+++ DOCUMENT EXTRACT +++

I’ve heard enough mother stories  (the 44 women I know who are stepmothers) and the stories make my heart hurt. I hang on to these stories, hoping to soften them up, almost as if I could soften my heart to the story, then the mothers’ hearts could also be softened. 

English: Mother and child.

Mother and child. (Photo credit: Wikipedia)

I thought it would be appropriate to get really clear about the behaviors we’re talking about, because clearly there is a percentage of mothers who don’t behave this way. I bow down to the mothers like Rose who honors her ex-husband’s wife and actively supports her time with the boys. I think Melanie is a rock star for the way she helps her son work through his feelings about all his parents in a way that allows her son to love them all. 

While I don’t have easy solutions, I always have hope, the hope a mother or two might look at this list and agree, it’s time to find another way of interacting.

First, mothers do these low-grade-but-undermining-over-time things often enough to be considered “all the time,” according to my sources: 

  • Fail to communication, decisions made without consulting the father of the children. 
  • Use kids, regardless of their age, as couriers to communicate with the father of the children, and then claim she doesn’t like that style. 
  • Subtly undermine the child’s time with the father. 
  • Badmouth and bash the father and/or the stepmother with the innocence of someone who believes she isn’t doing any damage. 
  • Make half-hearted attempts to extend communication and respect to the father of the children and his wife/partner, just enough to profess being communicative. 
  • Behave as though there is no (legitimate) home for the child other than her own. 
  • Behave as though the child comes from one side of the family. 

Second, mothers do these medium-grade-obstructionisms frequently, things which often have a direct impact on the other household: 

  • Be permissive, not following through on limits, and then blame the father for being too permissive. 
  • Change plans at the last minute and not including the other adults (step-parents) in the communication.
  • Allow children to do things that are illegal (drinking and drugs) and then complain the father and stepmother are too strict.

+++

* _YOUR INSTRUCTIONS_
Please transcribe the stepmother text in full, word for word. Work from the stepmother text alone.

+++ ENTRIES PROVIDED +++

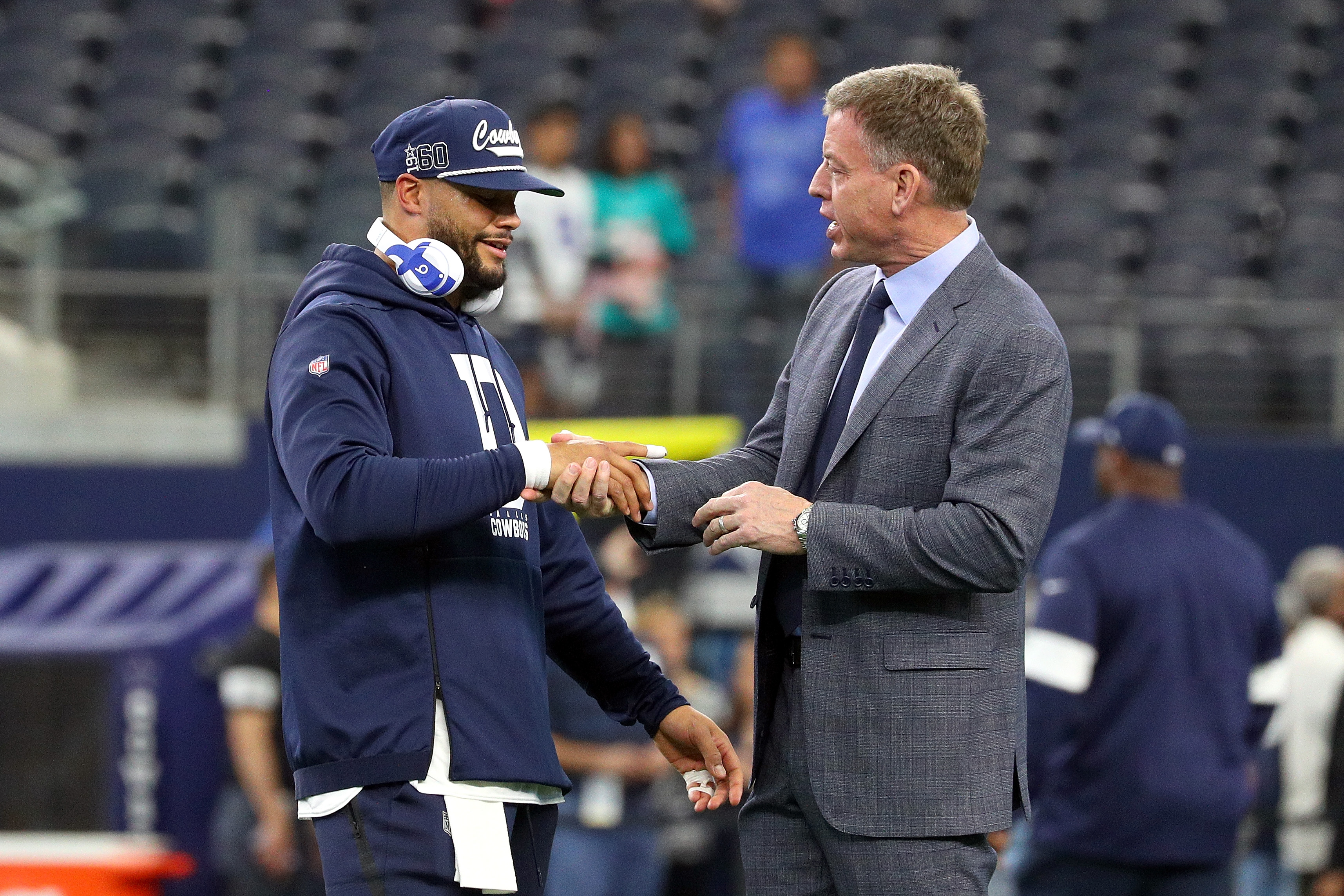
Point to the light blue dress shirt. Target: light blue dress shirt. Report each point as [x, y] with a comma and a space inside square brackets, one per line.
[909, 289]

+++
+++ ENTRIES PROVIDED +++

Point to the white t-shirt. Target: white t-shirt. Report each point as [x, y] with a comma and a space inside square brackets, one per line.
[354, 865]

+++
+++ ENTRIES PROVIDED +++

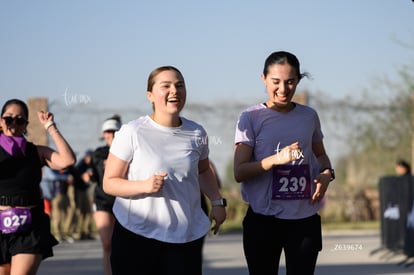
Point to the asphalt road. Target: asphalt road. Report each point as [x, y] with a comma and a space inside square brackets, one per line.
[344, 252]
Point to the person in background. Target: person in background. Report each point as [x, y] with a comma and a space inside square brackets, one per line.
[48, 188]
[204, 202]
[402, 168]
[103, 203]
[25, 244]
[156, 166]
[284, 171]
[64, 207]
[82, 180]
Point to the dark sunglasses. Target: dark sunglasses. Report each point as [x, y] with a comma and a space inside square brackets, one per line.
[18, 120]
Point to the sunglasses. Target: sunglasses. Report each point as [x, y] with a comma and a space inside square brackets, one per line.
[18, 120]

+++

* _TASK RESULT_
I’ve heard enough mother stories  (the 44 women I know who are stepmothers) and the stories make my heart hurt. I hang on to these stories, hoping to soften them up, almost as if I could soften my heart to the story, then the mothers’ hearts could also be softened. 

English: Mother and child.

Mother and child. (Photo credit: Wikipedia)

I thought it would be appropriate to get really clear about the behaviors we’re talking about, because clearly there is a percentage of mothers who don’t behave this way. I bow down to the mothers like Rose who honors her ex-husband’s wife and actively supports her time with the boys. I think Melanie is a rock star for the way she helps her son work through his feelings about all his parents in a way that allows her son to love them all. 

While I don’t have easy solutions, I always have hope, the hope a mother or two might look at this list and agree, it’s time to find another way of interacting.

First, mothers do these low-grade-but-undermining-over-time things often enough to be considered “all the time,” according to my sources: 

  • Fail to communication, decisions made without consulting the father of the children. 
  • Use kids, regardless of their age, as couriers to communicate with the father of the children, and then claim she doesn’t like that style. 
  • Subtly undermine the child’s time with the father. 
  • Badmouth and bash the father and/or the stepmother with the innocence of someone who believes she isn’t doing any damage. 
  • Make half-hearted attempts to extend communication and respect to the father of the children and his wife/partner, just enough to profess being communicative. 
  • Behave as though there is no (legitimate) home for the child other than her own. 
  • Behave as though the child comes from one side of the family. 

Second, mothers do these medium-grade-obstructionisms frequently, things which often have a direct impact on the other household: 

  • Be permissive, not following through on limits, and then blame the father for being too permissive. 
  • Change plans at the last minute and not including the other adults (step-parents) in the communication.
  • Allow children to do things that are illegal (drinking and drugs) and then complain the father and stepmother are too strict.